** Opening Dataset excerpts block **

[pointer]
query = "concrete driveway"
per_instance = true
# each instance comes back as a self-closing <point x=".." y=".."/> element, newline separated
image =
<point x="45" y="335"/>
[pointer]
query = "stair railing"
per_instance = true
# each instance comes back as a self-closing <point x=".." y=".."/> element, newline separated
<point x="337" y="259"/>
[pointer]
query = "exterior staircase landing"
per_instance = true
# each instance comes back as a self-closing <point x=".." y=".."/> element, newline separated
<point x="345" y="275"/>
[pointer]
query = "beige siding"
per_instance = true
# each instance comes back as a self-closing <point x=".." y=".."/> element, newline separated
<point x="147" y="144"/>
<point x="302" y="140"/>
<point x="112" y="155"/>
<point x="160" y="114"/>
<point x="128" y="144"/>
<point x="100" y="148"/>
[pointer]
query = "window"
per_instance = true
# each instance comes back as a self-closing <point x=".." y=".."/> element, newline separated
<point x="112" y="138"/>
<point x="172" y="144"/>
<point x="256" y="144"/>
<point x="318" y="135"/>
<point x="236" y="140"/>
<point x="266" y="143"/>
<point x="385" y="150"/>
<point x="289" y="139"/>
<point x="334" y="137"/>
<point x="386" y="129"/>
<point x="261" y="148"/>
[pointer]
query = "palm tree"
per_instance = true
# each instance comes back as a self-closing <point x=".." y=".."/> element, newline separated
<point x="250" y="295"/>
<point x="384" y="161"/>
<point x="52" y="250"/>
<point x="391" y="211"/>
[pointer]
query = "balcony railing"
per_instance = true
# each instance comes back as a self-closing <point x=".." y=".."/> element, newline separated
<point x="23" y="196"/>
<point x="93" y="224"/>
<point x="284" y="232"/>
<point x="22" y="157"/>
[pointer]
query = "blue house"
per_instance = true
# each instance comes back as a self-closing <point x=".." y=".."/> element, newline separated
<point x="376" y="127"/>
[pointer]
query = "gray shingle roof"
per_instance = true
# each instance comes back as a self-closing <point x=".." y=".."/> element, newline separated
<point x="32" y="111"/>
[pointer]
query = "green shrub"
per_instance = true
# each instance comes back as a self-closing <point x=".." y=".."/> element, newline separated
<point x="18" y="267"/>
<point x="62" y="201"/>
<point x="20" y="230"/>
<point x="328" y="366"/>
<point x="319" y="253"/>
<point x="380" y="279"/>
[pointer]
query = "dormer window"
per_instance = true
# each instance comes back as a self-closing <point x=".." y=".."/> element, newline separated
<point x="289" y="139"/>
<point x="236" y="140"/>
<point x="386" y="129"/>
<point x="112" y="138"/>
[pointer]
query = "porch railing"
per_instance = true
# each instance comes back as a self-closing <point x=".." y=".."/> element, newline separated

** Closing Dataset excerpts block **

All the data needs repeating. Return it exactly.

[pointer]
query = "concrete driveway"
per_instance = true
# each instance comes back as a self-closing <point x=".." y=".."/> element, newline separated
image =
<point x="45" y="335"/>
[pointer]
query = "stair railing"
per_instance = true
# each instance comes back as a self-closing <point x=".." y=".."/> element, newline separated
<point x="337" y="259"/>
[pointer]
query = "exterior staircase landing"
per_instance = true
# each instance comes back as a self-closing <point x=".." y=".."/> element, newline separated
<point x="345" y="275"/>
[pointer]
query = "beige siding"
per_instance = true
# each instance comes back as a self-closing <point x=".." y=".."/> element, newline separated
<point x="147" y="144"/>
<point x="302" y="140"/>
<point x="112" y="155"/>
<point x="160" y="114"/>
<point x="128" y="144"/>
<point x="100" y="148"/>
[pointer]
query = "window"
per_instance = true
# each instance comes back as a self-closing <point x=".." y=".."/> element, newline separated
<point x="112" y="138"/>
<point x="172" y="144"/>
<point x="256" y="144"/>
<point x="318" y="135"/>
<point x="236" y="140"/>
<point x="266" y="143"/>
<point x="385" y="150"/>
<point x="289" y="139"/>
<point x="334" y="137"/>
<point x="386" y="129"/>
<point x="261" y="148"/>
[pointer]
query = "palm tree"
per_instance = true
# each instance comes back as a self-closing <point x=".." y=".."/> element, newline separated
<point x="250" y="295"/>
<point x="384" y="161"/>
<point x="52" y="250"/>
<point x="391" y="211"/>
[pointer]
query = "balcony railing"
per_instance = true
# each instance comes back as a self-closing <point x=".." y=".."/> element, newline separated
<point x="23" y="196"/>
<point x="93" y="224"/>
<point x="284" y="232"/>
<point x="22" y="157"/>
[pointer]
query = "blue house"
per_instance = true
# each instance comes back as a self-closing <point x=".." y=".."/> element, newline separated
<point x="376" y="127"/>
[pointer]
query = "gray shingle roof"
per_instance = true
# each instance comes back as a self-closing <point x=".." y=".."/> element, newline separated
<point x="32" y="111"/>
[pointer]
query = "green shrub"
per_instance = true
# each instance comes back as a self-closing <point x=".." y=".."/> element, newline separated
<point x="18" y="267"/>
<point x="62" y="201"/>
<point x="20" y="230"/>
<point x="328" y="366"/>
<point x="319" y="253"/>
<point x="380" y="279"/>
[pointer]
query = "dormer window"
per_instance = true
# each instance comes back as a self-closing <point x=".." y=".."/> element, newline separated
<point x="289" y="139"/>
<point x="236" y="140"/>
<point x="386" y="129"/>
<point x="112" y="138"/>
[pointer]
query = "porch railing"
per_instance = true
# each instance comes back as a self-closing <point x=".." y=".."/> element, newline separated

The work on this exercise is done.